A blast that killed the Palestinian ambassador to the Czech Republic this week "was not an accident," despite an official theory to the contrary, the envoy's daughter said Saturday.
"What is certain is that it was not an accident," Rana al-Jamal, who lives in the Palestinian city of Ramallah, told the Czech newspaper Dnes in an interview.
Her father, Jamal al-Jamal, the 56-year-old ambassador to Prague since October, was fatally wounded on Wednesday by an explosion in the Palestinian diplomatic mission's premises in the Czech capital.
Czech police have excluded an assassination, instead advancing the theory that the blast was caused by an anti-theft device inside a safe Jamal was manipulating. They also said unregistered weapons were found inside the mission in violation of diplomatic treaties.
Palestinian officials have given contradictory accounts of the explosion.
Palestinian foreign minister Riyad al-Malki has described the death as an "accident" caused by an old safe booby-trapped to explode if opened the wrong way. But a spokesman for the Palestinian embassy said the safe in question was new, often used, and contained "no built-in anti-theft system".
The ambassador's daughter said she was convinced the explosives were put inside the safe when the diplomatic mission was recently moved from a different address in the Czech capital.
"A political or other motive" could be behind her father's death, she said, without elaborating.
"I don't know and I won't mention anyone."
She added: "I hope all of this will be cleared up as soon as possible and that we will know the truth."
A security specialist, Jiri Sedivy, who was chief of staff of the Czech military from 1988 to 2002, challenged Rana al-Jamal's evaluation.
"In contrast with the ambassador's daughter, I don't think it was an attack against her father. In my opinion, he died because he ineptly handled an explosive," Sedivy said on the news website www.aktualne.cz.
He claimed a weapons cache "has pratically become common in the Palestinian embassy" and hypothesised that the diplomat did not observe basic safety procedures in handling them.

### INFORMATION SUPPLIED
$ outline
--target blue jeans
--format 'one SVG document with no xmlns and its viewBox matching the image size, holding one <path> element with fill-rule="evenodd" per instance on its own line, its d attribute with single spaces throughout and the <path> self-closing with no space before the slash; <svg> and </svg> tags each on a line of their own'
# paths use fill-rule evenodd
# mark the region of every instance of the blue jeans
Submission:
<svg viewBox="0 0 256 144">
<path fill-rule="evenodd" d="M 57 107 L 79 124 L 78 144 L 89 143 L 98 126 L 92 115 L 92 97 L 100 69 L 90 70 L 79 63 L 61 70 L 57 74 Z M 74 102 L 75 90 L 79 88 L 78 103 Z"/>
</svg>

### WHAT YOU NEED TO DO
In two sentences, summarize the news report on the Palestinian ambassador's death in Prague.

### RESPONSE AREA
The daughter of Jamal al-Jamal, the Palestinian ambassador to the Czech Republic who was fatally wounded by an explosion at the mission's premises in Prague, said the blast was not an accident and may have had a political or other motive. Czech police ruled out an assassination and blamed an anti-theft device in a safe, Palestinian officials gave contradictory accounts, and a former chief of staff of the Czech military said the ambassador died because he ineptly handled an explosive.